WHAT YOU NEED TO DO → Print the data exactly as written, line for line, and leave its pictures behind.

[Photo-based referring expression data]
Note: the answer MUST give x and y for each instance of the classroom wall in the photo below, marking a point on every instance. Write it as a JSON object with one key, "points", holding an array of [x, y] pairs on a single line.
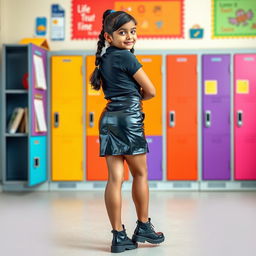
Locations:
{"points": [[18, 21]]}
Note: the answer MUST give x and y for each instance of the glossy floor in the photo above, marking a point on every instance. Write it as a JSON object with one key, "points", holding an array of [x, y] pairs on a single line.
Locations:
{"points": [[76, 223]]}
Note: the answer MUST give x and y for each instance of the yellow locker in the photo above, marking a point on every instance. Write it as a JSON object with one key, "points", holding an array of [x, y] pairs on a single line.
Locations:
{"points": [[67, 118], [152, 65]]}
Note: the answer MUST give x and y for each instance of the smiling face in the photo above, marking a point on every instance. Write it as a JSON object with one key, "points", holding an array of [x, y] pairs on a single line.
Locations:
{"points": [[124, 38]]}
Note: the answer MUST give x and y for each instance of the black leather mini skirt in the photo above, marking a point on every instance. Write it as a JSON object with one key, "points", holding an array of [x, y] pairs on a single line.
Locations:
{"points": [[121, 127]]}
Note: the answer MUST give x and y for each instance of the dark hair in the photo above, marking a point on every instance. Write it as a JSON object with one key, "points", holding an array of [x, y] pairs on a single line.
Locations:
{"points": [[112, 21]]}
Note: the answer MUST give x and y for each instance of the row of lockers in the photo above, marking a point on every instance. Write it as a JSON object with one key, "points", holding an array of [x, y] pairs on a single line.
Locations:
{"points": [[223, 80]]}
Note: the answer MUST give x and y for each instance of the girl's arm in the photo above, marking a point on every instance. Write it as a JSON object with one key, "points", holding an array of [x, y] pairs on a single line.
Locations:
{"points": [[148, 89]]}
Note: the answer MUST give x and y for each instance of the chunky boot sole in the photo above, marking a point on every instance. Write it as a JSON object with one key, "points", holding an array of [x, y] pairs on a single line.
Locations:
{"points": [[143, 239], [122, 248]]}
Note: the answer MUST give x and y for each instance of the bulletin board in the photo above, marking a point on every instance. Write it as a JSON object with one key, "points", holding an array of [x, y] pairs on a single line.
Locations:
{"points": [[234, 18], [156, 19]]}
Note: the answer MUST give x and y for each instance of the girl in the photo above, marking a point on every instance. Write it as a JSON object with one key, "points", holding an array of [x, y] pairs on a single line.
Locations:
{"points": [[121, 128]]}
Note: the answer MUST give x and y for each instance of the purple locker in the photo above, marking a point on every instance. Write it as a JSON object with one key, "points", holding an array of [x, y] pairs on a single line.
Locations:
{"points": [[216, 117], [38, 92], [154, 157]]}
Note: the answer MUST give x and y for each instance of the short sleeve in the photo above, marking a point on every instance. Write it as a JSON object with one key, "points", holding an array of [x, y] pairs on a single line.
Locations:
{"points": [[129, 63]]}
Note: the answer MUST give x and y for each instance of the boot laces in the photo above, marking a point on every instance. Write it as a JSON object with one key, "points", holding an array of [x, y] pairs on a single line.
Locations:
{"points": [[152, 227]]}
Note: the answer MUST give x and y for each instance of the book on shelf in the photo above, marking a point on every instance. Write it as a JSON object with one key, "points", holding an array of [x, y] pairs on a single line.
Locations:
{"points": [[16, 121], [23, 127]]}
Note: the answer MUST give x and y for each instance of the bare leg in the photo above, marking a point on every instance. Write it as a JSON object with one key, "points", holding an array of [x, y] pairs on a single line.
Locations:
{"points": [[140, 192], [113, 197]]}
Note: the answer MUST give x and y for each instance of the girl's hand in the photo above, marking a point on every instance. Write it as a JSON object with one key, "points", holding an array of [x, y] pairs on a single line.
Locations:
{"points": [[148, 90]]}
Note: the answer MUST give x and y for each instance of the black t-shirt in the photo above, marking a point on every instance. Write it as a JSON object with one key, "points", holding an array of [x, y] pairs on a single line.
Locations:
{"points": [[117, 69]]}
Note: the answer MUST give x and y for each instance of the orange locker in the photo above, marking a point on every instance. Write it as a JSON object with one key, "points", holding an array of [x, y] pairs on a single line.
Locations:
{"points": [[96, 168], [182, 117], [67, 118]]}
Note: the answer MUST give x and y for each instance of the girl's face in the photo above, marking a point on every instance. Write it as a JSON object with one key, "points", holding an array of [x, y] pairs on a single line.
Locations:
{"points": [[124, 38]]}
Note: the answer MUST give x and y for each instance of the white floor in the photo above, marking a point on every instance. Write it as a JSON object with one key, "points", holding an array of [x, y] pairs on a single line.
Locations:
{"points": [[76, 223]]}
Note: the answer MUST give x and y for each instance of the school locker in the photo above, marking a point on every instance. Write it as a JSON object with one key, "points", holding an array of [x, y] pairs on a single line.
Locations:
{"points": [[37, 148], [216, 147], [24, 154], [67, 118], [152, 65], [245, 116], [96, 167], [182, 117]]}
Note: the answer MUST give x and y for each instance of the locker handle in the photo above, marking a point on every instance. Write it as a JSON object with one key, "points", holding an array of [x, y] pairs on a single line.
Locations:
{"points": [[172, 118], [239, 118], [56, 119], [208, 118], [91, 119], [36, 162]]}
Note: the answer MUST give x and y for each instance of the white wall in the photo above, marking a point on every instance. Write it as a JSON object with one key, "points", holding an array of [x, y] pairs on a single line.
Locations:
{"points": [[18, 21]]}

RESPONSE →
Note: the answer MUST give x and y for each instance of the classroom wall in the photo below, marking a point on every instance. Write it as a JSON object with one key, "points", holding an array of [x, y] pairs on a single line.
Locations:
{"points": [[18, 21]]}
Note: the answer MUST give x and y for each instance of the glossy floor in the photo above, marking a point on every instance. Write it as a JSON object with one key, "points", holding an array of [x, y] pairs on a single line.
Locations:
{"points": [[76, 223]]}
Note: the answer MUST give x and y for each instance of the yellow locker in the photo above, marking a point on every instance. Write it as a JSON object with one key, "points", holding an array of [x, y] pairs on a single line.
Locations:
{"points": [[67, 118], [152, 65]]}
Note: the answer MUST give x and y for each instance of the smiling face in the photo above, marking a point on every instance. Write it as a JSON object with one key, "points", holding an array of [x, y] pairs on a single line.
Locations:
{"points": [[124, 38]]}
Note: the answer MUST give x and y for each instance of the black leather mini skirt in the photo above, marking a point on every instance. Write it as a JSON object with one key, "points", holding an array of [x, y] pairs on a single line.
Locations:
{"points": [[121, 127]]}
Note: the answer MUST give x and y for each instance of the dark hair in the photo above, marking a point on every instance. Write it as a JSON object with one key, "points", holding an array of [x, y] pairs on a single line.
Locations:
{"points": [[112, 21]]}
Note: the answer MUST give x and y for each instance of the row of lockers in the photo above, marking a point on every instance. Write it as a JSON object with one key, "points", holding an array of [x, y] pairs on a single line.
Locations:
{"points": [[223, 80]]}
Note: the answer MUST give x and y for each instance of the girl's arm in the photo above, marking a point on every instance. Write it as a JSON object with one key, "points", holding an array of [x, y] pairs on a single line.
Locations:
{"points": [[148, 89]]}
Note: the answer MUST give x and y for each instance of the chunky boot sole in the photo above, marking a point on every instance. Write it as a JSON object with one key, "points", holding an array of [x, y] pairs on a single line.
Locations:
{"points": [[143, 239], [122, 248]]}
Note: the answer MUST give x and y for each instance of the bulletin board in the photo above, marking a point on every instance. Write it as a JSON object with one key, "points", holding an array of [x, y] pairs on a single line.
Locations:
{"points": [[234, 18], [156, 19]]}
Note: the answer MUST give x and y for each instance of the girl in the photo above, marking a point on every instance. Write it as a JSON object with one key, "points", holding an array of [x, y] pairs on a single line.
Locations:
{"points": [[121, 128]]}
Note: the answer MUST give x and y for each instance of the purple locker in the photo above, marking a point on every instance. Write it as a JSON object with one key, "points", holding an array of [x, y] pairs on a single line.
Locations:
{"points": [[216, 117], [38, 92], [154, 157]]}
Note: the answer MUST give x and y for each instance of the short sleeve in the photo above, marking a point on every instance. Write it as a JSON object with one key, "points", holding an array of [x, y] pairs on a single line.
Locations:
{"points": [[129, 63]]}
Note: the answer MUST give x and y for each instance of the boot laces in the photo above, marking a point on every instance. Write it as a JSON object with one key, "points", holding an array of [x, y] pairs on a single line.
Locations:
{"points": [[152, 227]]}
Note: the answer MUST give x and y for each instance of the book on shelf in the photo above, marking a point on every instance. Write it as a JSON object with one key, "points", holding an array of [x, y] pairs on a single line.
Locations:
{"points": [[16, 121], [23, 127]]}
Note: the answer MUST give x and y for each instance of the bare leg in the photo above, marking a point on every instance. Write it as a JSON object with one key, "points", holding an array of [x, y] pairs on a single line.
Locations:
{"points": [[140, 192], [113, 197]]}
Note: the answer MUST give x and y for each instance of the girl's hand in the photo above, marking a point on every instance. Write it as a JSON object with one key, "points", holding an array of [x, y] pairs on a single line.
Locations:
{"points": [[148, 90]]}
Note: the answer MUST give x and y for each instance of the black t-shirt in the photo above, marking a point on every instance. Write it as a JSON object with one key, "points", holding an array of [x, y] pairs on a single line.
Locations:
{"points": [[117, 69]]}
Note: the answer MUST give x and y for each instance of the orange locker in the photo above, marking a point on every instance. Write it as a JSON object with one key, "points", holding an array of [x, y] pairs on a single line.
Locations:
{"points": [[96, 168], [182, 117], [67, 118]]}
Note: the answer MUST give x and y for each instance of the girl's face in the photo above, marking a point on every instance. Write it as a JSON object with one key, "points", holding an array of [x, y] pairs on a single line.
Locations:
{"points": [[124, 38]]}
Note: the answer MUST give x and y for each instance of the white floor in the photo above, marking a point on every instance. Write it as a JSON object with one key, "points", holding an array of [x, y] pairs on a single line.
Locations:
{"points": [[76, 223]]}
Note: the answer MUST give x and y for each instance of the school locker in the photo above, marking a point on every instance. Write it as a JSON object with one key, "points", holding an array of [x, y] pairs on a single line.
Locations:
{"points": [[37, 148], [216, 147], [24, 154], [67, 118], [152, 65], [245, 116], [96, 167], [182, 117]]}
Note: the answer MUST give x and y for each instance of the locker handle in the photo above, marking a point on every instance. Write it as a JSON object with one key, "points", holding an array of [x, y] pairs on a single line.
Locations:
{"points": [[172, 118], [239, 118], [56, 119], [208, 118], [91, 119], [36, 162]]}
Note: the answer MUST give x and y for each instance of the white wall in the photo above, marking a point on every instance. Write it as a JSON object with one key, "points", holding an array of [x, y] pairs on a single line.
Locations:
{"points": [[18, 21]]}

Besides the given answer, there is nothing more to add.